* _TASK TO CARRY OUT_:
Please copy out the part that opens with the line containing "Please identify the green grass" and closes with the line containing "Target: green grass", both lines included. Leave the picture out of your copy.

[Records from a point labeling set]
━━━━━━━━━━━━━━━━━━━━━━━━━━━━━━

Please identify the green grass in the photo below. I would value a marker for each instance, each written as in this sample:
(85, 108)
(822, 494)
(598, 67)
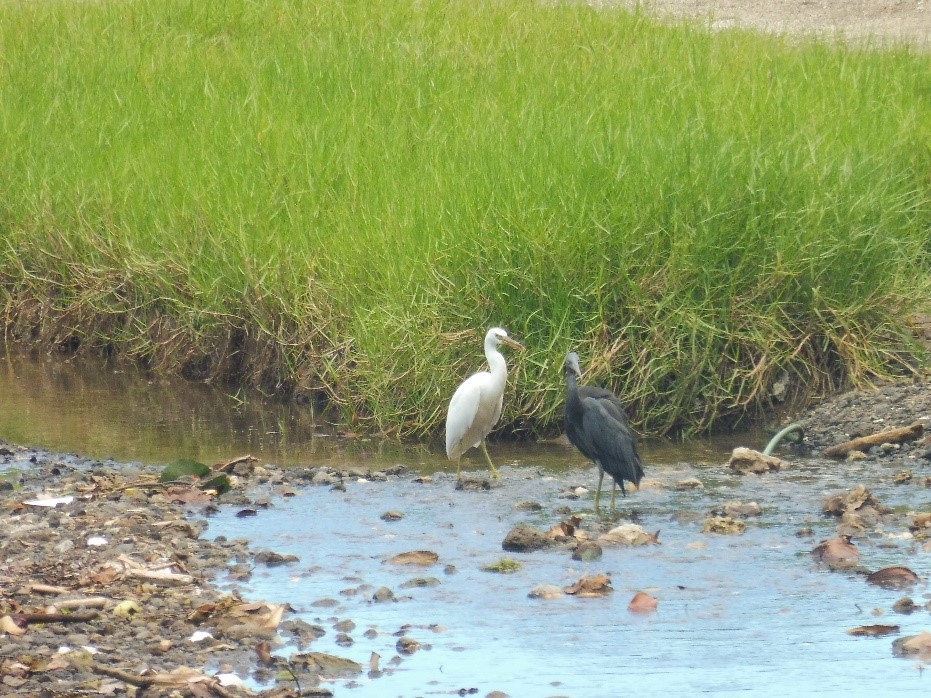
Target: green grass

━━━━━━━━━━━━━━━━━━━━━━━━━━━━━━

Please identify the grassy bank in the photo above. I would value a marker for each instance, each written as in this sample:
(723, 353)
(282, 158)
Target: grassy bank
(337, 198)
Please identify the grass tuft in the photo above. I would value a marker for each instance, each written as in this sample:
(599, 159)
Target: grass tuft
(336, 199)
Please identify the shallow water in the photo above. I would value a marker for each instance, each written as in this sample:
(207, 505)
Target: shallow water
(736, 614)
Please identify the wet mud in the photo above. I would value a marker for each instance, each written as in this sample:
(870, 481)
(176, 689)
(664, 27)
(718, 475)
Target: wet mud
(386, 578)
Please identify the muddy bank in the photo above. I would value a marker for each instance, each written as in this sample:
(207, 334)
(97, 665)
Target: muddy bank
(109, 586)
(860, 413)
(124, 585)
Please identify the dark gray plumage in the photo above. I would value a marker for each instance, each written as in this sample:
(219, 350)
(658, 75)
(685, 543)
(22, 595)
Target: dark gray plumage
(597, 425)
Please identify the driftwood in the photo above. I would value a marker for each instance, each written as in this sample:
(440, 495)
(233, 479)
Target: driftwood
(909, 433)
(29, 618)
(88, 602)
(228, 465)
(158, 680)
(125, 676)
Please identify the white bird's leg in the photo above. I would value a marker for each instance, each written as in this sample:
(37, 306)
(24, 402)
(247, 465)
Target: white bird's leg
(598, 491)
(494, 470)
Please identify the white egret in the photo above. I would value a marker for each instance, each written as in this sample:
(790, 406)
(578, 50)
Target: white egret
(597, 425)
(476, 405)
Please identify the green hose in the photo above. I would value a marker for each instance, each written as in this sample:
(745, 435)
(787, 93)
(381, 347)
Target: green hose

━━━━━━━━━━━━━━━━━━━━━━━━━━━━━━

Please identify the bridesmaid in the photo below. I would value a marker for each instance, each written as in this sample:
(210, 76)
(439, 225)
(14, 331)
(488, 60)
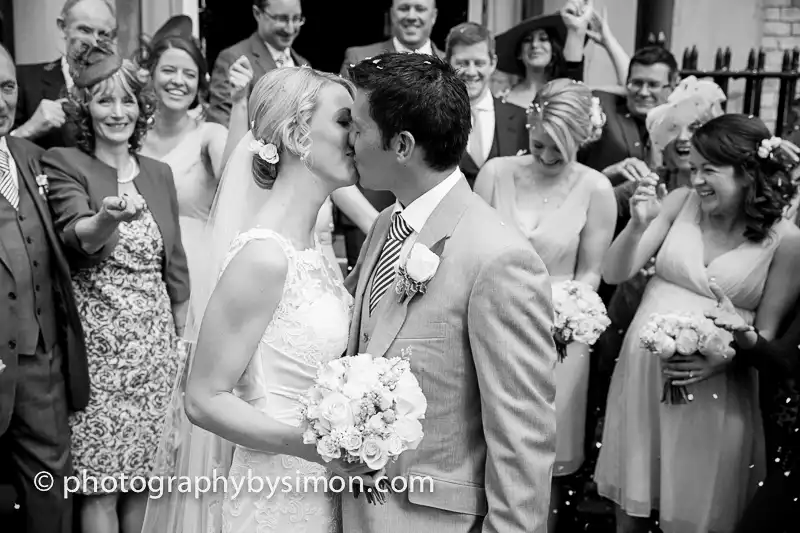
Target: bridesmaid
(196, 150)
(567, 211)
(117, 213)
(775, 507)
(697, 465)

━━━━━━━━━━━━━━━━━━━━━━━━━━━━━━

* _SOLUTION TO THIS EXERCISE_:
Please identify the green grass in the photo below. I would value a marker for each instance, each written as in this sample:
(85, 108)
(822, 494)
(598, 67)
Target: green grass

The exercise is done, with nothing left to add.